Source document
▶

On June 26, my mother—the daughter of Eta Wrobel, a partisan fighter in the Holocaust—took me to the Auschwitz exhibit at the Museum of Jewish Heritage in Manhattan. While many people who visit Holocaust museums and memorials leave feeling sad or moved, I walked away deeply furious.

The museum was full of artifacts from Auschwitz, photos of prisoners, and videos of survivors, all with accompanying descriptions. Many of the videos featured survivors who felt not just an urge, but a need to use their voices to ensure this type of inhumane and cruel treatment never happens again. As I heard their stories, all I could think about were the Jews that I have encountered who are anti-immigrant, pro detention center. The thought flooded me with anger. 

As a member of antisemitism awareness groups on Facebook, I have seen more Jews opposed to helping the Latin American refugees than I thought was possible. So here is a message to those people: your parents and grandparents who survived the camps and your ancestors who didn’t would be disgusted by you. Do you think there is a difference between the boats of Jewish refugees turned away from entering the US and the refugees trying to enter through the southern border? Do you know what happened to the Jews on those boats? Most of them were put to death at the hands of the Nazis. What if that had been one of your ancestors?

In comment threads I have been called a liar, a “libtard,” a conveyor of fake news, all for sharing legitimate facts I learned while at the Jewish Heritage Museum (and subsequently found in scholarly sources). Did you know the camps began as places to imprison major players in political, social, and cultural organizations that Hitler believed to be a threat to his regime? Did you know that in these early camps there were secret, nonconsensual, and forced sterilizations of hundreds of thousands of people who posed a threat to Hitler’s superior race?

◀

Data section
▶

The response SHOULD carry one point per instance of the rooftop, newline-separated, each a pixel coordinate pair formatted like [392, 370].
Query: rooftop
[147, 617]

◀

Problems to work on
1. Using the essay on the Auschwitz exhibit, decide whether each statement agrees with it. Answer yes or no for each, and quote the words of the essay that decide it.
(a) The exhibit the writer visited was at the Museum of Jewish Heritage in Manhattan.
(b) The writer left the exhibit feeling mainly sad.
(c) The first camps were built to hold prisoners of war.
2. According to the essay on the Auschwitz exhibit, who was Eta Wrobel?
3. In the essay on the Auschwitz exhibit, why did the survivors' stories fill the writer with anger?

Answers to the exercises
1.
(a) Yes: "took me to the Auschwitz exhibit at the Museum of Jewish Heritage in Manhattan."
(b) No: "I walked away deeply furious."
(c) No: "the camps began as places to imprison major players in political, social, and cultural organizations that Hitler believed to be a threat to his regime."

2. She was a partisan fighter in the Holocaust, and the writer's mother is her daughter.

3. While listening to the survivors, the writer kept thinking of Jews they had encountered who are anti-immigrant and pro detention center. That thought is what filled the writer with anger.